Copy out, unchanged, the part of the material that opens with the line containing "Domain: lane-usage study. Target: yellow building." and closes with the line containing "(614, 1005)", including both of those lines. Output only those lines.

________________________

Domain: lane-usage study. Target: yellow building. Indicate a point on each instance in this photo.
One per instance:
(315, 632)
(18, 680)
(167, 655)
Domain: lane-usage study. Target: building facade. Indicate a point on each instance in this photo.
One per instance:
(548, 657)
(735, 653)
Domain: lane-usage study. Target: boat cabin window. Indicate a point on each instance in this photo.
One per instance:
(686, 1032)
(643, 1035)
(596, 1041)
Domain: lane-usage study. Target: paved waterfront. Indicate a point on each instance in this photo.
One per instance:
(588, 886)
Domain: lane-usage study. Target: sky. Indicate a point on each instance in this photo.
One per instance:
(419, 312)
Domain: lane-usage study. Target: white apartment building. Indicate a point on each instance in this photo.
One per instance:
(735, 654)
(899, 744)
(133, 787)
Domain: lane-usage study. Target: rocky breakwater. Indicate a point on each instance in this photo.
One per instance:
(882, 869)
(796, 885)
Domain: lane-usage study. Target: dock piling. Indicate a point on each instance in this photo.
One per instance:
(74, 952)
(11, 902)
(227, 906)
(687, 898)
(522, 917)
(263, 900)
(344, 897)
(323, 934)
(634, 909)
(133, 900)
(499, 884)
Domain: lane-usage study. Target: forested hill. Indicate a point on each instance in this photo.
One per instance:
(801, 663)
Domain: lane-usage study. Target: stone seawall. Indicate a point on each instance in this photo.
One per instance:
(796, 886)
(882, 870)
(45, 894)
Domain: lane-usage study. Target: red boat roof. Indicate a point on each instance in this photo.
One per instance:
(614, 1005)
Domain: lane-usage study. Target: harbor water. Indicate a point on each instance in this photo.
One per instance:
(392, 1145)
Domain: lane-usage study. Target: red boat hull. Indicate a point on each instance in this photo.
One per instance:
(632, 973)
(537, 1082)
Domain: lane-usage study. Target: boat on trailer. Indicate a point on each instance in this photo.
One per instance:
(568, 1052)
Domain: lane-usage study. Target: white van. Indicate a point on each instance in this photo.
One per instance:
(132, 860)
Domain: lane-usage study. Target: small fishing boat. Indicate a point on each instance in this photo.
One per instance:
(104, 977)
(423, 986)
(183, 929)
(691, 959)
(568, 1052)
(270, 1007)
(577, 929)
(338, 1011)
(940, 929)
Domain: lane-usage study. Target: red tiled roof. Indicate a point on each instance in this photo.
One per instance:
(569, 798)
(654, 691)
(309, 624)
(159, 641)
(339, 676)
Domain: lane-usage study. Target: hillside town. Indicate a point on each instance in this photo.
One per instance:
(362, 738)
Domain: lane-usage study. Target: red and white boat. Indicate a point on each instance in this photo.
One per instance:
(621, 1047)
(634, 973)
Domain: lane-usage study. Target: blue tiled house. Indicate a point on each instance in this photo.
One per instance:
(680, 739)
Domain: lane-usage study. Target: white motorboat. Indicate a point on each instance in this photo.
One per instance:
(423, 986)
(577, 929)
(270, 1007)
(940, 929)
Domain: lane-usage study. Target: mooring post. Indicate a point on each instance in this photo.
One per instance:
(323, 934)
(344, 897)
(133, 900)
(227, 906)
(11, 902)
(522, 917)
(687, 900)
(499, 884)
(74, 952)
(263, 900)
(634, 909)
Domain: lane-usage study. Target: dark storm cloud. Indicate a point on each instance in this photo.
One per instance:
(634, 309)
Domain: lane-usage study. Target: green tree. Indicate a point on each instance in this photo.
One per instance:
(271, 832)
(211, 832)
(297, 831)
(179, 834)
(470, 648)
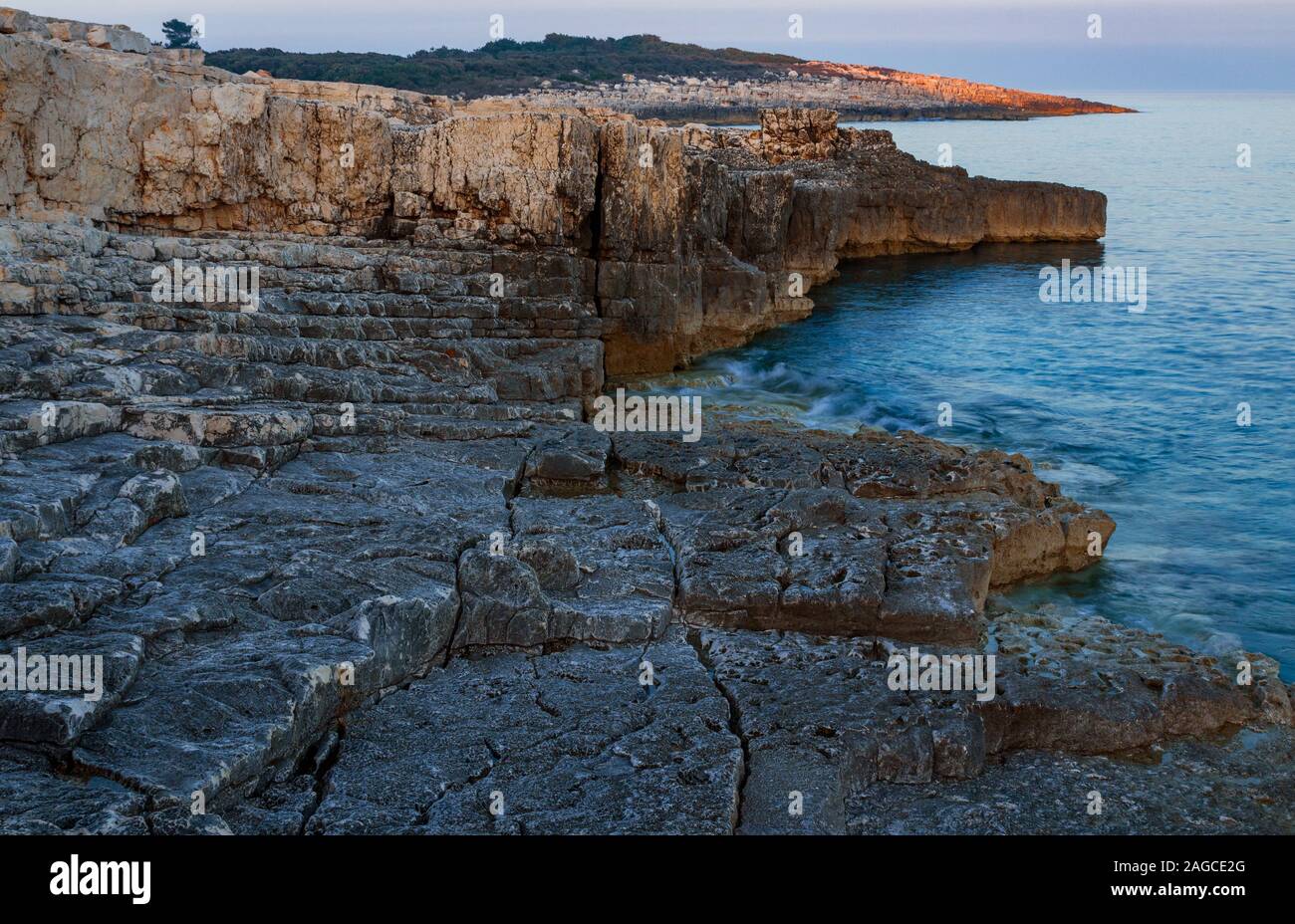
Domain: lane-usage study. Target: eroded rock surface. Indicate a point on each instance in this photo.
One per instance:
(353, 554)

________________________

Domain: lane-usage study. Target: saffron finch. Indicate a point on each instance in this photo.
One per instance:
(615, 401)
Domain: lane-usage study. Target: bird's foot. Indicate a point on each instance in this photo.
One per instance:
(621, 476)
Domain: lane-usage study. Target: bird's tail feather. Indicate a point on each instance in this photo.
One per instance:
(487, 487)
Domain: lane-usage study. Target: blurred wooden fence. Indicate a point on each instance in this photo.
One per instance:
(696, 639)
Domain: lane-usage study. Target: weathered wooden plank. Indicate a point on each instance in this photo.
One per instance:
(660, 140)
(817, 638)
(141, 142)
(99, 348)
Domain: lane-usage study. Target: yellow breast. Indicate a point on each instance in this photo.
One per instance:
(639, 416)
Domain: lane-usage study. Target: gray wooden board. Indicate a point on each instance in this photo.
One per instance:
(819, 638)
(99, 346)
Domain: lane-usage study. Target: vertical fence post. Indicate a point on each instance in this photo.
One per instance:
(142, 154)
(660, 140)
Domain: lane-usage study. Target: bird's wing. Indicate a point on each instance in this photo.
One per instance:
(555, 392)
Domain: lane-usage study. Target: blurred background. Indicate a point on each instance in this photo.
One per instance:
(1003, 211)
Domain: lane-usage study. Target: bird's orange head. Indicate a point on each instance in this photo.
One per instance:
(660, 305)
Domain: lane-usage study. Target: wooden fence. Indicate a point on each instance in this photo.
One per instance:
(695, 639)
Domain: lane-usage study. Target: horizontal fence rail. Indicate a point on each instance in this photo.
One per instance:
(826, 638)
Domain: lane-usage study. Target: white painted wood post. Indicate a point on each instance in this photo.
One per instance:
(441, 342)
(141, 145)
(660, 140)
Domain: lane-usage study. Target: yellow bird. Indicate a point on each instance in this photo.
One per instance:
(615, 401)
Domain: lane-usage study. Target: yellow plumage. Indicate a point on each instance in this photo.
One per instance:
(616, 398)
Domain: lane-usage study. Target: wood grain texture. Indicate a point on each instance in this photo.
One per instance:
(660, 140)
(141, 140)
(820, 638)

________________________

### The response
Domain: lane-usage study. Target: yellow building. Indicate a point on each instance in this photo.
One per instance:
(315, 632)
(18, 680)
(167, 655)
Domain: lane-usage study. Target: building facade. Indicate a point on each instance in this photo.
One per instance:
(548, 657)
(735, 653)
Domain: lane-usage study. Target: boat cabin window. Indicate a point on each instance in this photo.
One per instance:
(686, 1032)
(643, 1035)
(596, 1041)
Domain: lane-usage study. Target: paved waterfront. Indicate a point on each instance in this photo.
One per instance:
(588, 886)
Domain: lane-usage study. Target: sky. Indicate a point on each instance in this photo.
One per instance:
(419, 312)
Domain: lane-usage study. Target: white apartment building. Indicate a point on each instance in this photo.
One per instance:
(735, 654)
(899, 744)
(133, 787)
Domain: lane-usage study. Target: rocky breakwater. Indicate a point on each instance in this photo.
One per instance:
(882, 869)
(796, 885)
Domain: lane-usage study. Target: dock piling. Indicate a point on each instance in this photo.
One per instance:
(74, 952)
(11, 902)
(227, 906)
(687, 898)
(522, 917)
(263, 900)
(344, 897)
(323, 934)
(634, 909)
(133, 900)
(499, 884)
Domain: lane-usage study. Target: forested hill. Indicate a point on each instance in this photo.
One per instance:
(801, 663)
Domain: lane-usage study. Target: stone seawall. Indicate a point on each instance in this photo.
One per instance:
(796, 886)
(882, 870)
(45, 894)
Domain: lane-usage study. Target: red boat roof. Indicate a point on each instance in this photo.
One per instance:
(614, 1005)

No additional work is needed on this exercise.